■ **Required work**:
Continue the forum roleplay thread below, in which the marines hold the guardsman Veldt at weapon point, from its last post onward.

■ **Reading passage**:
══════════════════════════════
Marines, you all hear the man's words but still do not trust him.

_"If you are a warhawk than where are the others of your regiment?"_ One of you demands, before Sijansur takes a step forward. "_You may not show signs of the plagues that have been affecting the Emperor's people, but that does not mean you are free of any taint. My brother is right in his words, where are your men?"_ The librarian says, seemingly ignoring the guardsman's own questions.

[Remember everyone, just because you can read it through the posts does not mean your character may know it, such as the names of other characters whom your character has not been told. Its sometimes easier to post with some of that stuff, but be careful how much you use.]


----------



## ACoz (Oct 23, 2007)

Zimm moves closer to the situation, flamer at the ready.

He knows his duty.


----------



## chrisman 007 (Jan 3, 2008)

"Been got by the plague," said Veldt. Terry's blade pressed into Veldt's neck "and for the emperor's sake get that thing out of neck." Veldt looked around. Everyone seemed to be pointing some kind of nasty implement at him. _Oh not again_ thought Veldt _And haven't even done anything this time._


----------



## bloodthrister (Mar 29, 2008)

''So tell me, why dont you have the plague?'' Rico said.
*''Don't you all think it's odd he didn't get the plague?''*
After that he pushed his PowerClaymore even harder at the neck of the guardsman. If it was just a little harder his neck woud start to bleed...


----------



## chrisman 007 (Jan 3, 2008)

"I don't know!" shouted Veldt, a drop of sweat dripping down his neck "What have I done wrong? Haven't you read the mission plan. I'm your guide!!" Veldt felt a pain in the back of his neck, as Rico's power claymore pushed further in. His sweat was mixed with blood. "Stand down! I'm innocent!"


----------



## ACoz (Oct 23, 2007)

"A Chaos trick... we should burn it and be done with the matter."


----------



## chrisman 007 (Jan 3, 2008)

"And how would you know?" said the now panic stricken Veldt "You have no proof! You have no evidence! How do you know? Haven't you read the mission file? I'M YOUR GUIDE!!!"


----------



## darkreever (Apr 3, 2008)

Veldt, as members of the team continue to push their weapons into, the one that stepped closer a moment ago speaks to you again. _Our briefing included nothing of a guide, but your words are true even if you do 'feel' odd."_ He said, and before anything more could be said a chilling shriek filled the air before hundreds of other's followed it.
══════════════════════════════
■ **Dataset entries**:
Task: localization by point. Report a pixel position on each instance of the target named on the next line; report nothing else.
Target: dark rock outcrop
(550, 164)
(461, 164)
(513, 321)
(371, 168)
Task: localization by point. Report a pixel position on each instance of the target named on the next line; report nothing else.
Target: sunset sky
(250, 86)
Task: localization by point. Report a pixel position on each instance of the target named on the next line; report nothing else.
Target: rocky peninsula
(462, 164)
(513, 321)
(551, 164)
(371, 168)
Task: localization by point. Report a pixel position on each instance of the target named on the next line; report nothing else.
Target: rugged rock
══════════════════════════════
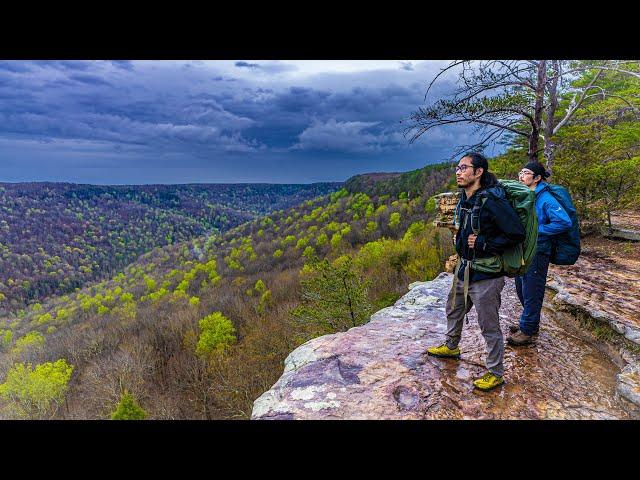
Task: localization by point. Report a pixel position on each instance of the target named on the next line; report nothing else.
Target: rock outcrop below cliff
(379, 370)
══════════════════════════════
■ **Result of this task**:
One of the deathwatch marines, the one with the heavy weapon who had been pushing the glaive into Veldt's throat, moved over to the side of the roof and saw dozens of people rushing towards the precinct house they were on right now. It appeared that the thunderhawk's engines had attracted more than one lone guardsman. Despite the distance of the people from the building, and from the elevated height the marine stood at, he could make out the most faint of details; pallid skin and tattered clothes and a wrongness.

_"We have other company approaching us, and I do not think they are friendly."_ He said while running back to the others, as the marine from before nodded. _"Brother Corvix is right, the people coming here have been driven mad by something and will be a threat."_ Looking at Veldt, the marine spoke to him directly, _"Lt. whether you are infected in anyway we cannot confirm, but you are not guilty of anything at this moment, follow us."_

All, the group moves down into the arbites complex, the astartes moving through the dark corridors with no problem, apparently able to see as if it was bright as day. Veldt has more difficulty, and nearly trips several times over various things he couldn't see. The group make their way forward, through turns and down two separate stairwells, the sounds of the madmen having grown distant long ago.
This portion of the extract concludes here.